- Exercise brief: Make your reply a word-for-word repeat of the records.

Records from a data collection
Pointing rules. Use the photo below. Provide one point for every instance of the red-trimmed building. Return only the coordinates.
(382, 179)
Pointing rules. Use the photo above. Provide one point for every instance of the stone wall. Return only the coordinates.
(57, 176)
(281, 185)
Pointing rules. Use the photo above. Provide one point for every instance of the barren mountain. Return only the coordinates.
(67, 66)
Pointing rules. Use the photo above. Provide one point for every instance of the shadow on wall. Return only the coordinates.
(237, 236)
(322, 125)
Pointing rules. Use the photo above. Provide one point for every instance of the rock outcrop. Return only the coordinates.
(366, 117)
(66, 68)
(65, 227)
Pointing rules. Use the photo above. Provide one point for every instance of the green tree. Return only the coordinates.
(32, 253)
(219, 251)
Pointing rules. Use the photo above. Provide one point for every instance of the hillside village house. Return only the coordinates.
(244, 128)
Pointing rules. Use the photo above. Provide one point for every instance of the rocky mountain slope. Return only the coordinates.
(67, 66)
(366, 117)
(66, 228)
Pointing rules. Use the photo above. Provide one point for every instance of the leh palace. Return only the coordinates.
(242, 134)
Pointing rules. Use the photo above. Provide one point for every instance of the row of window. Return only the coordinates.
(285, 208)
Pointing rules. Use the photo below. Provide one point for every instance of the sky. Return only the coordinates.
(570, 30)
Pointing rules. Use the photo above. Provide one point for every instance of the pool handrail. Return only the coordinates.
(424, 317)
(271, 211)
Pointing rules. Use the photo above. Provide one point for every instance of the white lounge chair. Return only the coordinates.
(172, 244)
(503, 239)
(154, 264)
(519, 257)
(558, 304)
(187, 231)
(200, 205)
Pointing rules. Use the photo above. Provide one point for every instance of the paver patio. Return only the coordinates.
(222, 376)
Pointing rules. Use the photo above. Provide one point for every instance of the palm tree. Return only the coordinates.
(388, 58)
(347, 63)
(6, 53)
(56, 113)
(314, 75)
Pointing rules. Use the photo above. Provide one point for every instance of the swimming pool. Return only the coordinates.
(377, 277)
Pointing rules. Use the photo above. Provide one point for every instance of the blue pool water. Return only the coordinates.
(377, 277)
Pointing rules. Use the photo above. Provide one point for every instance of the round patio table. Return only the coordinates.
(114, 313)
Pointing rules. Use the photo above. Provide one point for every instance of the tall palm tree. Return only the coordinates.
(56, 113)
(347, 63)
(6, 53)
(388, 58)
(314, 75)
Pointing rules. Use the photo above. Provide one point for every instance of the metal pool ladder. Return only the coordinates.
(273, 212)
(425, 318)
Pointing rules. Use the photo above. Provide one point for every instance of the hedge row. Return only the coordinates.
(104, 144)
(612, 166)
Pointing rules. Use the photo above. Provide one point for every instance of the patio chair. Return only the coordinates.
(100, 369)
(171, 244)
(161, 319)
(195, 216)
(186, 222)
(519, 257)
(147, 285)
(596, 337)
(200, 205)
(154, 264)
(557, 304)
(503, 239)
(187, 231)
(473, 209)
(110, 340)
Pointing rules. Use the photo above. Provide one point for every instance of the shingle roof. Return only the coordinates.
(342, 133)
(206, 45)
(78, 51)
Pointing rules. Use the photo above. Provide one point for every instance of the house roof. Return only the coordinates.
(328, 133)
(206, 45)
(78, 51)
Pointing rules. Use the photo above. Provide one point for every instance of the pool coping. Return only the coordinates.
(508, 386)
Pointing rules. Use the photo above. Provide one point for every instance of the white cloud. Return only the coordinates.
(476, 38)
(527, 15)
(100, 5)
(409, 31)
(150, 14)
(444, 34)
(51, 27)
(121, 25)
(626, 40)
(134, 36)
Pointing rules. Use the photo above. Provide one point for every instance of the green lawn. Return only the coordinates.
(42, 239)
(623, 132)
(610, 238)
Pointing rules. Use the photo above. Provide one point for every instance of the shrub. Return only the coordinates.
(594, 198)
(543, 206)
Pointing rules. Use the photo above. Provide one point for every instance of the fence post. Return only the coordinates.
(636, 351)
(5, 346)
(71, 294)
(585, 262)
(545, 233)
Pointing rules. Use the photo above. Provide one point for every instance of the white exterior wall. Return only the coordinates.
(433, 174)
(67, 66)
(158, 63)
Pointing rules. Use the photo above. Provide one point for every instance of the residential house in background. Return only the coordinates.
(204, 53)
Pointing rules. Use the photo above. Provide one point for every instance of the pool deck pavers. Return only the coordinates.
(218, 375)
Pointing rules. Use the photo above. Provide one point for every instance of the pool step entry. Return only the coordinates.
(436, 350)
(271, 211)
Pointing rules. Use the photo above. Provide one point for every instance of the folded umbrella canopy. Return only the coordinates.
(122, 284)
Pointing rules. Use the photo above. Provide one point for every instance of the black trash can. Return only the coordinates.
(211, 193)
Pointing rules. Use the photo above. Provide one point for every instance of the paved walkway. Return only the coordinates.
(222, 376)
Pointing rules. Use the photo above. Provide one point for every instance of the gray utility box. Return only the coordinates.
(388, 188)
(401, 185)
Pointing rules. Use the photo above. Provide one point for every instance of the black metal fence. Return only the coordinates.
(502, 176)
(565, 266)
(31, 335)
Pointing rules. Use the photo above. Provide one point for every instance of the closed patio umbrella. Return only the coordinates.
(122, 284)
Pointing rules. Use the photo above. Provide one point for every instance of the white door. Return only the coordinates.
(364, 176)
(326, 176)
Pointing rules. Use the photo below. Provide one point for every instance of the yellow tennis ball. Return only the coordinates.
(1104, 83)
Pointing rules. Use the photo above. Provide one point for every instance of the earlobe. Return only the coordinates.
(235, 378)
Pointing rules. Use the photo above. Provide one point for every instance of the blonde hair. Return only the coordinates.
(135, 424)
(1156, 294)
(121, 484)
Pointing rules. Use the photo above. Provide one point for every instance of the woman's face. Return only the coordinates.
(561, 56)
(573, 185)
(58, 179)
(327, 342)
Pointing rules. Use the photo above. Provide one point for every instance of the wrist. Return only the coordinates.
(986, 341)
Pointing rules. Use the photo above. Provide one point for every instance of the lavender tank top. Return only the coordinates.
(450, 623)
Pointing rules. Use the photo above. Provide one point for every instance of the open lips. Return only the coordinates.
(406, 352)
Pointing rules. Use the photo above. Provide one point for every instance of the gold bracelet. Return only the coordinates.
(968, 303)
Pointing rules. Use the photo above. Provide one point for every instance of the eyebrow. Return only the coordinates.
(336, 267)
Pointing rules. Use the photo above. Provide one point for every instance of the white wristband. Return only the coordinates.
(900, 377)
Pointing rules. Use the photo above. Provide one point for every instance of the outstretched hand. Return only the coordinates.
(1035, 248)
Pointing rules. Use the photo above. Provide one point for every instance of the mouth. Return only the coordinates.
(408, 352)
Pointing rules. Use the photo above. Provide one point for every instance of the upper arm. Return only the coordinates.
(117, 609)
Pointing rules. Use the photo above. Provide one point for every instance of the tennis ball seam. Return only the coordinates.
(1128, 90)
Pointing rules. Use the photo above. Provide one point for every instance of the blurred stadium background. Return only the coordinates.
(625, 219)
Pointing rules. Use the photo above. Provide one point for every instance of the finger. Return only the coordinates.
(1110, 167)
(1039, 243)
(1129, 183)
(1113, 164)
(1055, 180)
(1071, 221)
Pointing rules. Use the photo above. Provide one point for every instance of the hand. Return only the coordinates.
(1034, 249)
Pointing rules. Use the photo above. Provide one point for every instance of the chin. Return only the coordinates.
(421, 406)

- Task response:
Pointing rules. Use the photo below. Provide one point for every instance of the red-trimmed building. Return only the coordinates.
(382, 179)
Pointing rules. Use the photo above. Provide one point for every instance of the stone wall. Return only the coordinates.
(57, 176)
(281, 185)
Pointing rules. Use the photo above. Provide one point for every instance of the barren mountain. Return only the coordinates.
(67, 66)
Pointing rules. Use the photo above. Provide one point for every instance of the shadow on wall. Return only the coordinates.
(237, 236)
(322, 125)
Pointing rules. Use the photo above. Provide one point for every instance of the rock outcrop. Return only the coordinates.
(366, 117)
(66, 68)
(65, 227)
Pointing rules. Use the photo above. Provide one point for every instance of the green tree. Return only the coordinates.
(32, 253)
(219, 251)
Pointing rules. Use the photo above. Provide one point for every instance of the hillside village house. Return only the coordinates.
(244, 128)
Pointing rules. Use the photo above. Provide one point for every instance of the rocky mountain slope. Return only the coordinates.
(67, 66)
(366, 117)
(66, 228)
Pointing rules. Use the photo above. Provide one point for every instance of the leh palace. Return only the coordinates.
(242, 134)
Pointing rules. Use the photo above. Provide one point for every instance of the row of window. Return only the coordinates.
(285, 208)
Pointing rules. Use the photo below. Provide one point for every instance of the sky. Return only the coordinates.
(570, 30)
Pointing rules. Use the photo above. Provide one point for every instance of the pool handrail. Return only the coordinates.
(424, 317)
(271, 211)
Pointing rules. Use the photo above. Provide one point for every instance of the white lounge chair. Return only the coordinates.
(172, 244)
(503, 239)
(154, 264)
(519, 257)
(558, 304)
(187, 231)
(200, 205)
Pointing rules. Use the photo above. Provide one point for every instance of the paver patio. Return only the coordinates.
(222, 376)
Pointing rules. Use the photo above. Provide one point for every instance of the palm tree. Return only the coordinates.
(388, 58)
(347, 63)
(6, 53)
(56, 113)
(314, 75)
Pointing rules. Use the photo above. Provide one point for every instance of the swimming pool. Return only the coordinates.
(377, 277)
Pointing rules. Use the photo above. Provide one point for every instance of the blue pool water. Return only the coordinates.
(377, 277)
Pointing rules. Use the photo above. Provide one point for every instance of the round patio table. Return only the coordinates.
(114, 313)
Pointing rules. Use the photo above. Provide one point for every instance of the tall palm tree. Return only the coordinates.
(56, 113)
(347, 63)
(6, 53)
(388, 58)
(314, 75)
Pointing rules. Use the photo above. Provide one point for every instance of the metal pool ladder. Return only the coordinates.
(273, 212)
(425, 318)
Pointing rules. Use the photo above. Provide one point for every instance of the hedge row. Return only the coordinates.
(104, 144)
(612, 166)
Pointing rules. Use the photo above. Provide one point for every instance of the patio chair. Return only the coordinates.
(100, 369)
(171, 244)
(161, 319)
(195, 216)
(186, 222)
(519, 257)
(147, 285)
(596, 337)
(200, 205)
(154, 264)
(557, 304)
(503, 239)
(187, 231)
(473, 209)
(110, 340)
Pointing rules. Use the photo above. Provide one point for every instance of the shingle roof. Return only the coordinates.
(342, 133)
(206, 45)
(78, 51)
Pointing rules. Use the photo above. Provide one point for every instance of the house roof. Return only the coordinates.
(328, 133)
(206, 45)
(78, 51)
Pointing rules. Use the photo above. Provide one point for every instance of the pool coping. Return only the coordinates.
(508, 386)
Pointing rules. Use the photo above. Provide one point for every instance of the white cloud. Return only the coordinates.
(476, 38)
(527, 15)
(100, 5)
(409, 31)
(150, 14)
(444, 34)
(51, 27)
(121, 25)
(626, 40)
(134, 36)
Pointing rules. Use the photo above. Provide one point for every instance of the green lawn. Return only the coordinates.
(42, 239)
(623, 132)
(610, 238)
Pointing rules. Use the photo above. Provide one point for every instance of the shrub. Return only the coordinates.
(594, 198)
(543, 206)
Pointing rules. Use the photo above. Provide one point for every instance of the fence post. Return only the coordinates.
(636, 351)
(5, 346)
(71, 294)
(585, 262)
(545, 233)
Pointing rules. Use the photo above. Provide one point for every instance of the white exterior wall. Return only the coordinates.
(433, 174)
(67, 66)
(158, 63)
Pointing rules. Use the photo above. Provide one point for every instance of the residential house in background. Return only the coordinates.
(204, 53)
Pointing rules. Use the photo above. Provide one point for every instance of the pool deck pavers. Return only the coordinates.
(218, 375)
Pointing rules. Use the photo above. Provide one point for every instance of the pool step entry. Return only the coordinates.
(436, 350)
(271, 211)
Pointing rules. Use the photo above. Provide one point for every instance of the folded umbrella canopy. Return only the coordinates.
(122, 284)
Pointing rules. Use the photo above. Provide one point for every instance of the black trash can. Return only the coordinates.
(211, 193)
Pointing rules. Use the photo above. Provide one point for every instance of the paved walkway. Return only the coordinates.
(222, 376)
Pointing rules. Use the photo above. Provide one point for every instance of the gray utility box. Return only the coordinates.
(388, 188)
(401, 185)
Pointing rules. Use the photo above. Provide one point for every instance of the black metal fence. Return only the coordinates.
(502, 176)
(565, 266)
(31, 335)
Pointing rules. Use the photo above. Provide one point for every instance of the closed patio umbrella. Return only the coordinates.
(122, 284)
Pointing rules. Use the photo above. Provide one point for every instance of the white door. Return only the coordinates.
(364, 176)
(326, 176)
Pointing rules. Use the photo below. Provide one point for every instance of the yellow tennis ball. Return only the coordinates.
(1104, 83)
Pointing rules. Use the photo above. Provide one point for every instance of the earlobe. Return only the coordinates.
(235, 378)
Pointing rules. Use the photo above. Provide one point for every instance of the blonde hair. Return only the coordinates.
(135, 424)
(1156, 294)
(121, 484)
Pointing rules. Use the photo above. Provide one point for every instance of the woman's face. Return only the coordinates.
(561, 56)
(573, 185)
(58, 179)
(327, 342)
Pointing rules. Use the photo above. Provide one point for every instance of the wrist. Return only the coordinates.
(986, 341)
Pointing rules. Use the photo above. Provide one point for every instance of the lavender tank top. Return only the coordinates.
(450, 623)
Pointing rules. Use the photo above. Provide one point for every instance of the open lips. Return only the coordinates.
(406, 352)
Pointing rules. Use the photo above. Provide one point for every instance of the gold bracelet. Return only the coordinates.
(968, 303)
Pointing rules. Use the photo above. Provide one point for every instance of the eyebrow. Return only the coordinates.
(336, 267)
Pointing rules. Use the photo above. Provide one point for every instance of the white wristband. Return only the coordinates.
(900, 377)
Pointing rules. Use the photo above. Provide one point for every instance of the outstretched hand. Return only the coordinates.
(1035, 248)
Pointing rules. Use the photo above. Provide one point for every instance of the mouth. Return only the coordinates.
(408, 352)
Pointing rules. Use the photo above. Provide one point for every instance of the upper arm. Return only the coordinates.
(117, 609)
Pointing rules. Use the photo above. Provide one point for every instance of the tennis ball seam. Return only the coordinates.
(1128, 90)
Pointing rules. Use the photo above. Provide one point for every instance of the blurred stadium background. Return only the coordinates.
(625, 219)
Pointing rules. Use the photo above. Provide one point for every instance of the finger. Return only the coordinates.
(1110, 167)
(1039, 243)
(1129, 183)
(1113, 164)
(1055, 180)
(1071, 221)
Pointing rules. Use the photo above. Provide one point for every instance of the hand. Return only the coordinates.
(1034, 249)
Pointing rules. Use the photo above. Provide one point for every instance of the chin. Return only the coordinates.
(421, 406)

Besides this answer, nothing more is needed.